---------- Отрывок из текста
Отец и мама на пенсии, кое-что делают по хозяйству, я помогаю им, и материально, и физически. Дом есть дом.
Людмила осталась в Москве. Я без нее скучаю. Жду встречи. Вдвоем нам с нею надежнее как-то, праздничнее, справедливее в мире быть.
Ритмы жизни моей меняются. Возраст? При чем тут возраст. Пусть и немолод я. Вроде бы. Силы при мне. И немалые. Время дорого. Вот что. Время. Потому и работаю.
Иногда и грустно становится. Ну зачем, например, я начал переводить украинца? Опять самому приходится писать практически все. Сдавать готовую рукопись надо в августе. В переводы втянулся – и сам не рад. Не от хорошей жизни взялся за это дело. И не только ведь я один перевожу эту самую поэзию народов СССР. Эпопея моя переводческая – история непростая. И все лучшее – так и не издано, как всегда. Хотя сделано – много.
--------------------
• [Задания]:
(1) Каких людей, кроме самого рассказчика, упоминает отрывок о жизни и переводческой работе? Перечислите всех.
(2) Продолжите отрывок о жизни и переводческой работе, начав сразу после его последнего предложения.
---------- Предоставленные материалы
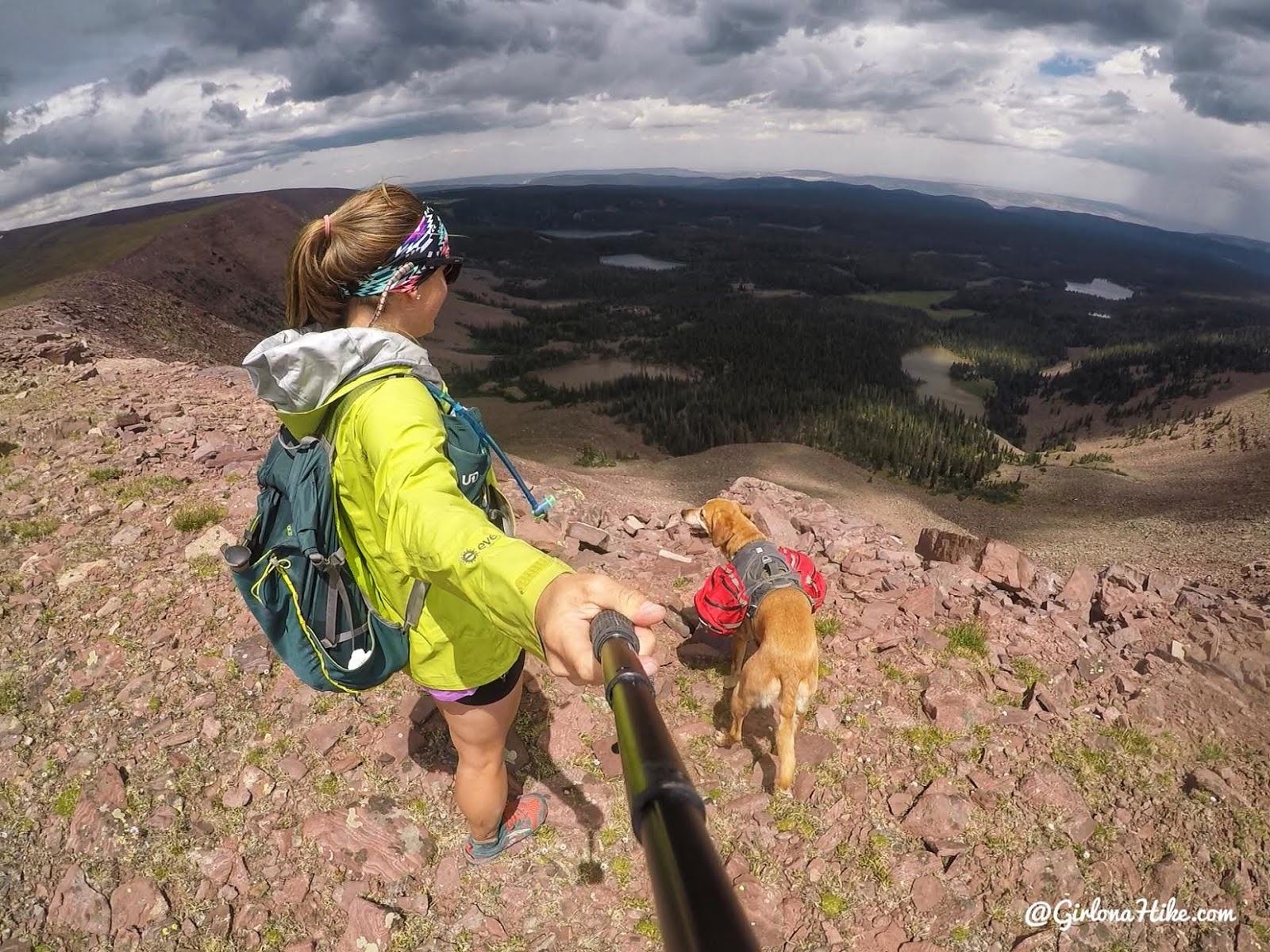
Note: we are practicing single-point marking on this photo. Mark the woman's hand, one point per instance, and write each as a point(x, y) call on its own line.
point(565, 611)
--------------------
• [Ожидаемые ответы]:
(1) Отец, мама, Людмила, украинец, которого рассказчик начал переводить.

(2)
Перепечатываю помаленьку том стихов семьдесят четвертого – семьдесят восьмого годов „Ночное окно в окне“. В нем – слишком хорошо известное всем нам, отечественное, махровое безвременье, которое побеждал я Словом.
Не знаю, действительно ли ты написал вступительное слово к „Отзвукам праздников“. Лучше никто не напишет, знаю. Сам ты всегда и во всем можешь на меня рассчитывать твердо.
„Удел“ разослал я хорошим людям. Отправил и Марии Николаевне Изергиной в Коктебель. Первого июля поеду с детьми и с отцом к ней, двадцать первого июля снова буду в Кривом Роге.
Теперь ясно, что оба мы писали, каждый свою, большую, огромную книгу, единую. Увидим ли? Помнишь: „И тогда я открыл свою книгу в большом переплете…“
В округе полно горлиц, живут они в моих стихах. Сковорода писал: „Счастiе, где ты живеш? Горлицы, скажите!“
Все здесь знакомо и дорого. Почва, родина – здесь.
Из элегии давней моей: „…а горлица – о друге…“
Не пью ничего спиртного, даже в мыслях этого нет. Может, отпили свое? Попиваю чаек. Привык. Или – соки домашние вкусные, порою. Но больше – чай.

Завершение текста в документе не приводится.